-------- DATASET RECORDS --------
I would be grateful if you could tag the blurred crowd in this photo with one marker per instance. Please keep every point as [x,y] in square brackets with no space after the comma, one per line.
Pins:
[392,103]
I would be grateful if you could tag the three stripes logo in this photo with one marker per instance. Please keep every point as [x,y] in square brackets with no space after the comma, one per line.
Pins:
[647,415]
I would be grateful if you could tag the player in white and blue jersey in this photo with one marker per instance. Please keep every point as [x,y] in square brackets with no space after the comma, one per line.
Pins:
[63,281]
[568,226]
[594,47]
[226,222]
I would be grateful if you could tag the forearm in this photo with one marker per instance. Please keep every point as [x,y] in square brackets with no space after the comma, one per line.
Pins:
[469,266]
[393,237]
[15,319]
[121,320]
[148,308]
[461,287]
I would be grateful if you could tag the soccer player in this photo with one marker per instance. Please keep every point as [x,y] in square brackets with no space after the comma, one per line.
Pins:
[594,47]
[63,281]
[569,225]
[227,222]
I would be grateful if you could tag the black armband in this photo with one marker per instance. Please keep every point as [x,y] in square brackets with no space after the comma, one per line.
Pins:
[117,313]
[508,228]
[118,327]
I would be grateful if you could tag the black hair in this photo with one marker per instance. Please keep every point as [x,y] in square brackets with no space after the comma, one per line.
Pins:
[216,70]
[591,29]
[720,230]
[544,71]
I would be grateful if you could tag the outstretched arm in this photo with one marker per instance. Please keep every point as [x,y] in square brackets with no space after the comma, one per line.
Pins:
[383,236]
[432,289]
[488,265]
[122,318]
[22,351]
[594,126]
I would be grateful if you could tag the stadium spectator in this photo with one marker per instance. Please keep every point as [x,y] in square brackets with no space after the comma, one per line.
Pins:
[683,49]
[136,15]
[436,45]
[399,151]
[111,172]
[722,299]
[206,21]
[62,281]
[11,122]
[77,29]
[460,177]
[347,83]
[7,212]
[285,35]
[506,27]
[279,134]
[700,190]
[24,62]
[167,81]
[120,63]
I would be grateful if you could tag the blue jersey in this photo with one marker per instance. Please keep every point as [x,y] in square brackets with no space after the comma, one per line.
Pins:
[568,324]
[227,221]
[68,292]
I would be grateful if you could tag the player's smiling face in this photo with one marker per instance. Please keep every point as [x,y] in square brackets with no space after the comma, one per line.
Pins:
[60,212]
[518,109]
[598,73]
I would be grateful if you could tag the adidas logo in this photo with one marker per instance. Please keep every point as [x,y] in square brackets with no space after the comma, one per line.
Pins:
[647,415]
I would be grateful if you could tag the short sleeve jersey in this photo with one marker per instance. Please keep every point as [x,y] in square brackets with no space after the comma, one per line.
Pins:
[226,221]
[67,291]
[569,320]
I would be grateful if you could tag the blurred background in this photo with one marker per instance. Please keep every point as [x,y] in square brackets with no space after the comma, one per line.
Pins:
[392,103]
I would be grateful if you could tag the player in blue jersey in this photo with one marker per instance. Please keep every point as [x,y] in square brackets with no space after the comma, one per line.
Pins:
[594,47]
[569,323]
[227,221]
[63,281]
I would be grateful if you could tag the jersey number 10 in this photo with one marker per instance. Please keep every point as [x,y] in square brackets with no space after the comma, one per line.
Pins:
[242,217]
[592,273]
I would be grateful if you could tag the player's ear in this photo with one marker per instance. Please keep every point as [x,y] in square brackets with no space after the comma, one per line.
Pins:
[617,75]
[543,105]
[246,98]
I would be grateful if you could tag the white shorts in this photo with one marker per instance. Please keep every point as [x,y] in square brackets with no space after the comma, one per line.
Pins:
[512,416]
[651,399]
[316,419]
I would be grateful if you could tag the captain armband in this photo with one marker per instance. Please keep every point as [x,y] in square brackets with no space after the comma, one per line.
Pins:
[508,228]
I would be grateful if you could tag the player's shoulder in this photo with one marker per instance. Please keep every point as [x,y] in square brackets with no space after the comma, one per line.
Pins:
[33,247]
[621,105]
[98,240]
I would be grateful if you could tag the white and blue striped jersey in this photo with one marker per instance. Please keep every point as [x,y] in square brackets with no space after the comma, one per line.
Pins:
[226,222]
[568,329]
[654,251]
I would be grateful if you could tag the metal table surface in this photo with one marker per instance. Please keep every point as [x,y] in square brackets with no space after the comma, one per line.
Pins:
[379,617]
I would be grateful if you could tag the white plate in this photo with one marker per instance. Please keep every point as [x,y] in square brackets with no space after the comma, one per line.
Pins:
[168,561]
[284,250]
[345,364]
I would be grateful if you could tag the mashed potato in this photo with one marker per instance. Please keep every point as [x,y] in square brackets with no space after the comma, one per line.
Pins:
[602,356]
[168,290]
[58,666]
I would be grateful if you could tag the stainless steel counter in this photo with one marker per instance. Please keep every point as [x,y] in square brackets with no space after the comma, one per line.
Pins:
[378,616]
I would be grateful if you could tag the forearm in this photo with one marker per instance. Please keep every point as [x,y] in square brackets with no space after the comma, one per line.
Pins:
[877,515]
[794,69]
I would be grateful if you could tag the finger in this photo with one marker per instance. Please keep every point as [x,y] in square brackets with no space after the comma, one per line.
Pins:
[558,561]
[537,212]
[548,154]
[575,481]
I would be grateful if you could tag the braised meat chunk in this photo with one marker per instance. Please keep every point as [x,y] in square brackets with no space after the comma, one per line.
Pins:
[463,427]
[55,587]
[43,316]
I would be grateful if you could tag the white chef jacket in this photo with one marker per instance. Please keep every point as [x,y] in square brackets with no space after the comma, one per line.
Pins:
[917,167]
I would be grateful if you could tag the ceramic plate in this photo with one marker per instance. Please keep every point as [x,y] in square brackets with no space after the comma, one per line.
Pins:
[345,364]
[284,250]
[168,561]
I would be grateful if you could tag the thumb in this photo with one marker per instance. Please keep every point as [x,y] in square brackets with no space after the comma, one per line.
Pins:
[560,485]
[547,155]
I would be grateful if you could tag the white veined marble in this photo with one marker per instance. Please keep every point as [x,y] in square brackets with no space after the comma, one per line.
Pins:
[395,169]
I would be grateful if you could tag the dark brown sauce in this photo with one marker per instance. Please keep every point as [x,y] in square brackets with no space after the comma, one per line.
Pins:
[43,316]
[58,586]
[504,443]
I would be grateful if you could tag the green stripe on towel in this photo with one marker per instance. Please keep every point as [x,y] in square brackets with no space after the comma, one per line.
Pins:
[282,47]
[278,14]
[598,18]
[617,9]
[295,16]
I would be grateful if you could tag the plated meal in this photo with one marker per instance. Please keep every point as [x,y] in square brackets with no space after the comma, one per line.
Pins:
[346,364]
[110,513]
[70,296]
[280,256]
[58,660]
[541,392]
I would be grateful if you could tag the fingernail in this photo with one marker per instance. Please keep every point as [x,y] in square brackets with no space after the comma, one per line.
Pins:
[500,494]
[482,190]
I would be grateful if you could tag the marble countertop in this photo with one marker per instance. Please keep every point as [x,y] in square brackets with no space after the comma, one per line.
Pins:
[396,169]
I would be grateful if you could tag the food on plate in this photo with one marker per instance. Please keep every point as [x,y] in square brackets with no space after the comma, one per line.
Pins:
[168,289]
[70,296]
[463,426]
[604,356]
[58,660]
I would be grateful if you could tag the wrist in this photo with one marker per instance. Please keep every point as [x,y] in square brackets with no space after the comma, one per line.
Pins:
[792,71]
--------
### WORK TO BE COMPLETED
Repeat every record above. Each one must match exactly.

### ANSWER TO THE EXERCISE
I would be grateful if you could tag the blurred crowd in this photo with one marker per instance. Please keep every point as [x,y] in square brackets with no space after the comma, one per line.
Pins:
[392,103]
I would be grateful if you could tag the three stripes logo in this photo with one marker per instance. Please keep every point as [x,y] in square brackets with no space after the comma, one per line.
Pins:
[647,415]
I would be grateful if you could tag the player in white and blue jersey in this photo with one marker per instance. Please keep every point as [x,y] in square brackets with no space after the comma, one per line.
Pins:
[63,281]
[568,226]
[594,47]
[226,222]
I would be grateful if you could tag the forearm in this photo with one marker per instance. Please keep every point as [x,y] in square brackets with no space after the comma, one per line.
Pins:
[469,266]
[393,237]
[15,319]
[121,320]
[148,308]
[461,287]
I would be grateful if you could tag the soccer player in this photo with one marker per instance. Please keep every point as [x,y] in square brackets with no space after the comma, one per line.
Pins:
[594,47]
[63,281]
[569,225]
[227,222]
I would be grateful if you could tag the black armband in this photo with one marker per instance. Please keep every point as [x,y] in square brackets with no space after the comma, one per line.
Pins:
[117,313]
[508,228]
[118,327]
I would be grateful if you could tag the black hair in this photo with one marker per instance. Please keep every point as [x,y] in square brackets with no space after the comma, one per line.
Pins:
[216,70]
[591,29]
[720,230]
[544,71]
I would be grateful if you could tag the outstretched arm in this photo with one marker per instance. Please keep every point as [x,y] in square brackets with no space after the comma, one per line.
Pins:
[383,236]
[432,289]
[488,265]
[122,318]
[22,351]
[594,126]
I would be grateful if you could tag the stadium spectator in this photo with one marker per instance. Please keep every point as [x,y] in square brackets with no space after the comma, one per line.
Pins:
[683,49]
[136,15]
[436,45]
[399,151]
[111,172]
[722,299]
[206,21]
[62,281]
[11,122]
[77,29]
[460,177]
[347,83]
[7,212]
[285,35]
[506,27]
[279,134]
[700,190]
[24,62]
[167,81]
[120,63]
I would be grateful if you could tag the blue jersey in this photo with one marker per instance. Please keep every point as [x,y] in square brackets with no space after the comma, one per line.
Pins:
[568,324]
[227,221]
[68,292]
I would be grateful if you could tag the player's smiling face in this photo with one marker per instance. Please keep every point as [x,y] in square brackets with no space after the comma, one per line.
Pins:
[60,212]
[518,109]
[598,73]
I would be grateful if you could tag the adidas logo in this photo with one marker per instance. Please keep every point as [x,y] in square brackets with no space after the comma, one per line.
Pins:
[647,415]
I would be grateful if you could tag the short sleeve jersey in this photo with one marker per instance. Please keep every point as [x,y] in square brackets with no space after the comma, one per line.
Pins:
[226,221]
[67,291]
[569,320]
I would be grateful if you could tag the blurred background in this photo with one marker per instance. Please keep every point as [x,y] in square brackets with no space after the comma, one per line.
Pins:
[392,103]
I would be grateful if you could tag the player in blue jersey in this photo with one marker per instance. Please keep every point as [x,y] in square brackets with no space after the comma, one per line.
Pins:
[594,47]
[569,323]
[227,221]
[63,281]
I would be grateful if you could tag the jersey number 10 in this photo with one marker per instance. Please keep every point as [x,y] in square brackets with no space after the comma, one per line.
Pins:
[242,217]
[592,273]
I would be grateful if you could tag the player's ear in this photo with one marker per instance. Please keep every point as [x,y] in square brackets with no space after the comma, one per line.
Pins:
[617,75]
[543,105]
[246,98]
I would be grateful if you could tag the white shorts in this photo with one marker per instance. Please keep every point as [x,y] in square brackets with no space after the comma, one per line.
Pins:
[512,416]
[651,399]
[316,419]
I would be grateful if you could tag the captain armband in this photo with one marker per instance. Please keep every point as [x,y] in square brackets with no space after the comma, one per line.
Pins:
[508,228]
I would be grateful if you could tag the player's shoulder in this photo with one marker per instance. Please keep every point as [x,y] in square brackets with no space after the comma, one per line.
Pins:
[33,247]
[621,105]
[98,240]
I would be grateful if you could tag the white and blue striped jersey in this photo with one marker per instance. Please keep every point as [x,y] in square brackets with no space after the comma, one per line.
Pins:
[226,222]
[568,329]
[654,251]
I would be grateful if you could tag the metal table surface in this photo with one marker per instance. Please keep every point as [x,y] in square brackets with no space after the comma, one per line.
Pins:
[379,617]
I would be grateful if you could tag the white plate in this photo with one marker per instance. Please keep every point as [x,y] in square brackets with no space after the comma, one per line.
Pins:
[168,561]
[284,250]
[345,364]
I would be grateful if you could tag the mashed potato in this photo with one marker per instance. Please keep every point as [x,y] in square brackets with no space after the comma, one per line.
Pins:
[602,356]
[168,290]
[58,666]
I would be grateful if you could tag the stainless steel counter in this photo with one marker per instance. Please keep every point as [x,y] in square brackets with no space after the comma, one per line.
Pins:
[378,616]
I would be grateful if you could tag the forearm in this photo with one marker per instance. Please keep every point as [x,y] in square brackets with no space after the comma, one per line.
Pins:
[877,515]
[794,69]
I would be grateful if you could tag the finger in this photo with one marker per instance. Please keep every point as [x,y] in square brackets with no space after the comma, one per line.
Pins:
[558,561]
[537,212]
[548,154]
[575,481]
I would be grateful if you could tag the braised meat chunk in this photo with one marker per instance. Please keep every point as [x,y] in square brackets with no space after the comma, one per line.
Pins:
[463,427]
[55,587]
[43,316]
I would be grateful if you could tag the white chef jacket in this photo with one marker per instance. Please keep every point as [x,y] in square brackets with no space after the comma, one per line.
Pins:
[917,167]
I would be grateful if you could tag the ceramic plate in this photo with one marker per instance. Please keep every point as [x,y] in square brackets with no space after the comma, one per line.
Pins:
[345,364]
[284,250]
[168,561]
I would be grateful if you could tag the thumb in this photo with one marker per instance. Please keep every point as [x,y] in square brackets with no space after the comma, one per line.
Pins:
[560,485]
[547,155]
I would be grateful if you could tag the white veined marble in this photo with one marker per instance. Please keep every point as [x,y] in square brackets with no space after the comma, one per line.
Pins:
[395,169]
I would be grateful if you could tag the dark brown sauce in this photo with one marker per instance. Please keep every point as [x,y] in square brackets with no space after the comma, one per line.
Pins:
[43,316]
[58,586]
[504,443]
I would be grateful if you could tag the green stripe on towel in this photo with one marker per instance. Please keep every point as [x,y] in square brackets with no space after the comma, one per line.
Pins:
[282,47]
[278,14]
[598,18]
[617,9]
[295,16]
I would be grateful if you could tag the plated meal in this photo with one marker per instance. Please keep every point as [x,y] in square brackets with no space after the comma, one per line.
Pins:
[346,364]
[110,513]
[70,296]
[280,256]
[58,660]
[541,392]
I would be grateful if you could tag the fingernail in this photo with one marker per instance. Please keep every point as [x,y] in square brackets with no space after the comma, one per line.
Pins:
[500,494]
[482,190]
I would be grateful if you could tag the marble countertop in this photo with one marker per instance. Please keep every point as [x,y] in square brackets with no space after the comma, one per line.
Pins:
[396,169]
I would be grateful if you could tag the food on plate in this photo with one marker per instance. Please keep every point as [x,y] in square brackets with no space after the comma, one per line.
Pins:
[168,289]
[70,296]
[463,426]
[604,356]
[58,660]
I would be grateful if you could tag the wrist in this photo with one marker per instance. Please keep every point as [x,y] in square brackets with no space after the comma, one per line.
Pins:
[792,71]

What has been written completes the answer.